- **Exercise requirements**
If a line in the data below includes the string "railing", please return a copy of it.

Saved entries
[Start of Attachment]

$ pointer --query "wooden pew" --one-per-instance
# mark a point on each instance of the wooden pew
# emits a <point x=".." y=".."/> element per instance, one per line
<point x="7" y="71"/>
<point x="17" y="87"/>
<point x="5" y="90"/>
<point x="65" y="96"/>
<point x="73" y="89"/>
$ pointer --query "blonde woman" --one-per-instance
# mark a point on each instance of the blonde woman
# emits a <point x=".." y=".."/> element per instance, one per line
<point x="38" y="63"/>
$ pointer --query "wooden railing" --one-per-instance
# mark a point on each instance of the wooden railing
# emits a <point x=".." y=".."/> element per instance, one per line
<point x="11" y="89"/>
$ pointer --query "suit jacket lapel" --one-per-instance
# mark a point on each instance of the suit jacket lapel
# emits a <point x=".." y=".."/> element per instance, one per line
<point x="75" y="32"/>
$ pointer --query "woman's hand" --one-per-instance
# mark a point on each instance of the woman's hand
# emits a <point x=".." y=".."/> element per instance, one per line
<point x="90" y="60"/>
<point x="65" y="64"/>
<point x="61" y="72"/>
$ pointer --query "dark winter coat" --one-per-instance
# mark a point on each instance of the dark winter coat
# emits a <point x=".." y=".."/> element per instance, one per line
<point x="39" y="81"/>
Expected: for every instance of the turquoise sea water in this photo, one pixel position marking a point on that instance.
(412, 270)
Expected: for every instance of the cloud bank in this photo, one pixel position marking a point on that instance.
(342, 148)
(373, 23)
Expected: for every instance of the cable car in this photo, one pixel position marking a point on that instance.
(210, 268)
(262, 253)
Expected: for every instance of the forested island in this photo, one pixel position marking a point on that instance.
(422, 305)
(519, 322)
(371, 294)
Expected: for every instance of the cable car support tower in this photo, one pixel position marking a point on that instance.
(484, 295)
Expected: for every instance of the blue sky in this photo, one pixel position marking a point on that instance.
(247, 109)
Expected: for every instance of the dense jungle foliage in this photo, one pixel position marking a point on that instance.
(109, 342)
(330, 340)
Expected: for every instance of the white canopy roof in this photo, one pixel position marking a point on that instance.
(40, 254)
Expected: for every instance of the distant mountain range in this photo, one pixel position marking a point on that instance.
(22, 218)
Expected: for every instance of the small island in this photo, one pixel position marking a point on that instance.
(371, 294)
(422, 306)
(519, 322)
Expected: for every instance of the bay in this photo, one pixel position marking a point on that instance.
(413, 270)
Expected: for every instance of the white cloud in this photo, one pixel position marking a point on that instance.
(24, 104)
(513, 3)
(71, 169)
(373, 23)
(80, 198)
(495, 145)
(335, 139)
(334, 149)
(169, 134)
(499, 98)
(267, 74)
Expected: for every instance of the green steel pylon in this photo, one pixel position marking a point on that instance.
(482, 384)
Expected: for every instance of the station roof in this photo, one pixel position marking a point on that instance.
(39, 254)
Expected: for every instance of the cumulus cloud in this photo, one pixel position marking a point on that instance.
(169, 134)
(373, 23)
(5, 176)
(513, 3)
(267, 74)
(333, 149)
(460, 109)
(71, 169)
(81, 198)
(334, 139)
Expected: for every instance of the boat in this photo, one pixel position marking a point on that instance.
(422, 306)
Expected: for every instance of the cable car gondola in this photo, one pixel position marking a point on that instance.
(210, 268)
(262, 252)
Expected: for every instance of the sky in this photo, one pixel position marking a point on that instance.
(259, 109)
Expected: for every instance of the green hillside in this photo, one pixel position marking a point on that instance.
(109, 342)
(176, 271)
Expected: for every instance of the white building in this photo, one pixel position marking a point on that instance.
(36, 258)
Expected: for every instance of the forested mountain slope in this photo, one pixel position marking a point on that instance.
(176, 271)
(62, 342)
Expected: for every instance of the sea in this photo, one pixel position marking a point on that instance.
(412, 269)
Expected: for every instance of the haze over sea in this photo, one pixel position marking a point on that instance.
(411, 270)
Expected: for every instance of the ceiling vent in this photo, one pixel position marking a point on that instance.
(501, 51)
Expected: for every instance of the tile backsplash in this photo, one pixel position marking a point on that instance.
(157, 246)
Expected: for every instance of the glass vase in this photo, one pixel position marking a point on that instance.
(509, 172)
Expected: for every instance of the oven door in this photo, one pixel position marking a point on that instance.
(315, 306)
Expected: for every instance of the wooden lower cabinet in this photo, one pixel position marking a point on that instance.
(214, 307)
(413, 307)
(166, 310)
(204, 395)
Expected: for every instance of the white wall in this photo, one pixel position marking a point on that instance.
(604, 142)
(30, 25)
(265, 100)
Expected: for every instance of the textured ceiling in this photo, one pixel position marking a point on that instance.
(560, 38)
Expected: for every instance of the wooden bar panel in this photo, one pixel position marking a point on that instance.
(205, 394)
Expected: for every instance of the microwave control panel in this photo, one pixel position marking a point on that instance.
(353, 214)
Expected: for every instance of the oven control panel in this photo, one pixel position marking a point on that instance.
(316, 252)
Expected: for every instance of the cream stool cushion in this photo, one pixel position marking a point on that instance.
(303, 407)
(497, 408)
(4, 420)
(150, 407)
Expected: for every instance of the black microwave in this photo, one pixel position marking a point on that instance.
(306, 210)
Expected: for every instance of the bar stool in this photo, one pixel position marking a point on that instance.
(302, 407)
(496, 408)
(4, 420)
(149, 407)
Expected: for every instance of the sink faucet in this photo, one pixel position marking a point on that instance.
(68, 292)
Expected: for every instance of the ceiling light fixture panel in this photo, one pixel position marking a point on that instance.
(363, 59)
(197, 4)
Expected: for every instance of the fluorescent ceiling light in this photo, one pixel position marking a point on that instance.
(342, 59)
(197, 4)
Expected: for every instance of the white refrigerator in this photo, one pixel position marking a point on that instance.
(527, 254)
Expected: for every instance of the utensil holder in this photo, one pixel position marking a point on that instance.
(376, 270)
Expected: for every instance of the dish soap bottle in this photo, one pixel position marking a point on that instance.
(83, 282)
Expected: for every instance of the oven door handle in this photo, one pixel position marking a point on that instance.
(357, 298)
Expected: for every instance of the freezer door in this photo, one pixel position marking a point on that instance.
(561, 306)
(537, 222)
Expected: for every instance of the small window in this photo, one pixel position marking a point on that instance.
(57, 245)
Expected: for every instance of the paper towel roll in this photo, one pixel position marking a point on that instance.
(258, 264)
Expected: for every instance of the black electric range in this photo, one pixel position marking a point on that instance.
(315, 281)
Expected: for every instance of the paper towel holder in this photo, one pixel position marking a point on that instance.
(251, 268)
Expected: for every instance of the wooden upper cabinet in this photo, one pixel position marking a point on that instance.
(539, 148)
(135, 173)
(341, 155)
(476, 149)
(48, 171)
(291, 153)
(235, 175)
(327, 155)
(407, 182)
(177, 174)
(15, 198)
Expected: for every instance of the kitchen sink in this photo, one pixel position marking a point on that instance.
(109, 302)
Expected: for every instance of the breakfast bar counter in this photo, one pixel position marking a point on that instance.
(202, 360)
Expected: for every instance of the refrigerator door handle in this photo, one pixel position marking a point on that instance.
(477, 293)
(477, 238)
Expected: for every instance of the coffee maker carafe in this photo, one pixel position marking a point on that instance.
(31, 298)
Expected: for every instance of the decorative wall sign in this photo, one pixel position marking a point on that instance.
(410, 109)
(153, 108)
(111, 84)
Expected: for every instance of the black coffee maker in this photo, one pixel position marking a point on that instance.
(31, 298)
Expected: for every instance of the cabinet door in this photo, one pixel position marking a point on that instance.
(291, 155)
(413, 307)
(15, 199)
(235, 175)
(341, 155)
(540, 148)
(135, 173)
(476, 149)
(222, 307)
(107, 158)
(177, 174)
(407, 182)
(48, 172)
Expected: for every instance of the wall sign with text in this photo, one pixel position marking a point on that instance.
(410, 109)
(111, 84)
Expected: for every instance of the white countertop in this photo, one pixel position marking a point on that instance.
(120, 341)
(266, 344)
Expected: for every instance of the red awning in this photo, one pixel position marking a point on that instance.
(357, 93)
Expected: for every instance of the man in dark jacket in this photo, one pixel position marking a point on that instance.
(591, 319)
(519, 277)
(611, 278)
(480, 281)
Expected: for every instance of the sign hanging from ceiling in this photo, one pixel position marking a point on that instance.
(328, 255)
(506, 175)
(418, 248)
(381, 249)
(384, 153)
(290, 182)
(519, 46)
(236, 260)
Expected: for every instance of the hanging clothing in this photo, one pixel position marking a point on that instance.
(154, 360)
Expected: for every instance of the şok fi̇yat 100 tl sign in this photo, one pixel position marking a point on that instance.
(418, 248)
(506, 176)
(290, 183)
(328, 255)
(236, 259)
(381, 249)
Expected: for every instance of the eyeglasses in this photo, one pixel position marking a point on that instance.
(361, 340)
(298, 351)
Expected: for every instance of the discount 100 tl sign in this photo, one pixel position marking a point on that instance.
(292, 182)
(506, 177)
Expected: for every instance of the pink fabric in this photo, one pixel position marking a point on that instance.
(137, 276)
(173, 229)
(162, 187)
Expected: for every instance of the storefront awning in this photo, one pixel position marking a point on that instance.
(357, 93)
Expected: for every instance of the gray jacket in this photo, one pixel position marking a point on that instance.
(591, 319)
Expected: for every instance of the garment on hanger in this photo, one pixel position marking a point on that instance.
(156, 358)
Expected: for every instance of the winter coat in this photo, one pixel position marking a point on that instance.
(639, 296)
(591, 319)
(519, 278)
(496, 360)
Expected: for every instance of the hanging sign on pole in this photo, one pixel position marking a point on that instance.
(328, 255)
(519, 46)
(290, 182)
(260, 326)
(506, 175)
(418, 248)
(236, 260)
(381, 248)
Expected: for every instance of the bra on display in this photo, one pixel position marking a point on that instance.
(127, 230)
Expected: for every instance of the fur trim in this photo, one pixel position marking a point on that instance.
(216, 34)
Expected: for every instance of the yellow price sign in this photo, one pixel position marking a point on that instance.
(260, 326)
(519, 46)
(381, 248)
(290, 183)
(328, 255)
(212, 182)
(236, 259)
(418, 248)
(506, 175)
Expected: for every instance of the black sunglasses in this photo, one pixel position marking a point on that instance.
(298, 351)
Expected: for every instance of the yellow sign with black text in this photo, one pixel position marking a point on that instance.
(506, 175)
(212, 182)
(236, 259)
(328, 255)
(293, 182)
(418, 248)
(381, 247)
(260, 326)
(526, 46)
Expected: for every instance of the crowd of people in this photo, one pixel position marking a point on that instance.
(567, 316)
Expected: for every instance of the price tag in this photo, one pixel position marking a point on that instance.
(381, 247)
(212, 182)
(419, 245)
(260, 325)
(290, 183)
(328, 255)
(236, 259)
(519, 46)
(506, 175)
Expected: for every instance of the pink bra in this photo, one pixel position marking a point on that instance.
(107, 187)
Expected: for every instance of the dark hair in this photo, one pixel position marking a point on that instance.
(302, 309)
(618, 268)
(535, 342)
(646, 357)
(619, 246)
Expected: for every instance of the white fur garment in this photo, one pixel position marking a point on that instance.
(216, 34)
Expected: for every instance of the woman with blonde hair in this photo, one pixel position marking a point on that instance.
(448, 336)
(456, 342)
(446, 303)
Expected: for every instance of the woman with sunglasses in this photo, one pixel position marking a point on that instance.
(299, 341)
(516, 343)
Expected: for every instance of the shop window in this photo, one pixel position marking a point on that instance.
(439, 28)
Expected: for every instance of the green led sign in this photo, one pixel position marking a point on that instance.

[End of Attachment]

- **Solution to this problem**
$ pointer --query "wooden railing" --one-per-instance
# mark a point on each instance of the wooden railing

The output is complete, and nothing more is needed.